Un enfant rêveur qui se cache parce qu'on est en 1943 et qu'on devine que l'enfant n'est pas d'ici. Il aime regarder le ciel, les nuages qui le font voyager « Il pouvait reconnaître en eux à volonté, des navires, des barques, des goélettes, des steamers, des yachts, des pirogues, des radeaux, des îles. » il voudrait les conserver intacts dans sa mémoire.
Dans la chambre où il est réfugié avec sa mère, il y a au mur quatre tableaux qui lui permettent de quitter la chambre par l'imagination, de faire accélérer le temps, il leur donne des noms à lui et quand il ferme les yeux il peut les reconstituer « la rivière, la prairie, le moulin, la barque ». C'étaient des images d'Angleterre, un pays qui rimait avec liberté si sa mère et lui y parvenaient.

Quarante ans ont passé et M Goodman regarde un ciel d'Ecosse, il étudie le ciel, c'est un scientifique, il veut comprendre les nuages et un jour il voit un tableau « Clouds study with birds » un tableau de John Constable mais les tableaux du peintre n'évoque rien pour lui, ne lui rappellent rien, jusqu'au jour où « un coin de voile d'oubli opaque qui plus de quarante ans auparavant était tombé devant ses yeux se leva. Il se souvint. »

************

#### Consigne 1:
Relevez dans le texte présenté toutes les choses que l'enfant peut reconnaître à volonté dans les nuages.
#### Consigne 2:
Extrayez du texte présenté le passage qui commence aux mots « Un enfant rêveur » et s'arrête après les mots « lui y parvenaient. ».
#### Consigne 3:
Répondez aux questions suivantes à partir du texte présenté.
(a) En quelle année l'enfant se cache-t-il ?
(b) Combien de tableaux y a-t-il au mur de la chambre ?
(c) Quel est le titre du tableau de John Constable que voit M Goodman ?

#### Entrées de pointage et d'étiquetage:
************

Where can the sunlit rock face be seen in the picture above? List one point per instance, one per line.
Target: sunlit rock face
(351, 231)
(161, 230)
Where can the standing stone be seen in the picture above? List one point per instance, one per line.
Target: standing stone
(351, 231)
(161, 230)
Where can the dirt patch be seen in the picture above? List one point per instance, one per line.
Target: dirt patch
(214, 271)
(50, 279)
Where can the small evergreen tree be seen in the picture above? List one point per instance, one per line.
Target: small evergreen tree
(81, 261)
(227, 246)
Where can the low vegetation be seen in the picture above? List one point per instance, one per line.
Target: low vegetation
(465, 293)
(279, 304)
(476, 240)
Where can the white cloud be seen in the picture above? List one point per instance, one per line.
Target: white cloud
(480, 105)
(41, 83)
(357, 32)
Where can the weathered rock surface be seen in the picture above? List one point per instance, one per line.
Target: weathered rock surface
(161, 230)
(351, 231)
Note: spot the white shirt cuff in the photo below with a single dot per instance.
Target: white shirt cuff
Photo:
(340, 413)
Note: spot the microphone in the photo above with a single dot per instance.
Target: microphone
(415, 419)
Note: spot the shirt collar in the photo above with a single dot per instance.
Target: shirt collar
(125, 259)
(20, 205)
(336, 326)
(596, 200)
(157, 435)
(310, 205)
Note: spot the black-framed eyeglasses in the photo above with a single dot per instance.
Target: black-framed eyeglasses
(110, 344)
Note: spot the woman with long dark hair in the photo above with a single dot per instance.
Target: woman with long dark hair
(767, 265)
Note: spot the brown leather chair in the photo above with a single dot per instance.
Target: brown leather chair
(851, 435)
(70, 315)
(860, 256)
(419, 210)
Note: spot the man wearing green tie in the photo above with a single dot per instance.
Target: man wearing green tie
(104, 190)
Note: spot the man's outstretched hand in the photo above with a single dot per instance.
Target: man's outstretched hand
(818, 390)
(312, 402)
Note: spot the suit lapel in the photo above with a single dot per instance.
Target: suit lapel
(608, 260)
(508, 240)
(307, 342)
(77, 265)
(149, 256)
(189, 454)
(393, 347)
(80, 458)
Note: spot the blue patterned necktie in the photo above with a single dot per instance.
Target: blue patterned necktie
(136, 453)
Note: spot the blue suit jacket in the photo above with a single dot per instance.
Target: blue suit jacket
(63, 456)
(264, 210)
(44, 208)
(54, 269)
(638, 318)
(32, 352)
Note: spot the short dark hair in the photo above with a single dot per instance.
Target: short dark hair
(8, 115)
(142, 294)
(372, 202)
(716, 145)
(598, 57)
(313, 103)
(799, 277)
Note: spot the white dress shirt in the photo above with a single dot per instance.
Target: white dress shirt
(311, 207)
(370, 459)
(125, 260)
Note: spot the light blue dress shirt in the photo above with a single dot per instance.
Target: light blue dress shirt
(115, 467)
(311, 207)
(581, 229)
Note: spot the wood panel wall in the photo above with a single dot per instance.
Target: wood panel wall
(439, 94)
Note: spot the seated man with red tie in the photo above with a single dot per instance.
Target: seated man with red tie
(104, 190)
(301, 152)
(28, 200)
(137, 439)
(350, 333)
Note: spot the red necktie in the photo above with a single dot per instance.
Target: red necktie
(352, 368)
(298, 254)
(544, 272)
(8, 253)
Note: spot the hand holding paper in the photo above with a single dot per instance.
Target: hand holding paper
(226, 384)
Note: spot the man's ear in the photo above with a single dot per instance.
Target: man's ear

************

#### Solution détaillée 1:
navires, barques, goélettes, steamers, yachts, pirogues, radeaux, îles

#### Solution détaillée 2:
Un enfant rêveur qui se cache parce qu'on est en 1943 et qu'on devine que l'enfant n'est pas d'ici. Il aime regarder le ciel, les nuages qui le font voyager « Il pouvait reconnaître en eux à volonté, des navires, des barques, des goélettes, des steamers, des yachts, des pirogues, des radeaux, des îles. » il voudrait les conserver intacts dans sa mémoire.
Dans la chambre où il est réfugié avec sa mère, il y a au mur quatre tableaux qui lui permettent de quitter la chambre par l'imagination, de faire accélérer le temps, il leur donne des noms à lui et quand il ferme les yeux il peut les reconstituer « la rivière, la prairie, le moulin, la barque ». C'étaient des images d'Angleterre, un pays qui rimait avec liberté si sa mère et lui y parvenaient.

#### Solution détaillée 3:
(a) En 1943.
(b) Quatre tableaux.
(c) « Clouds study with birds ».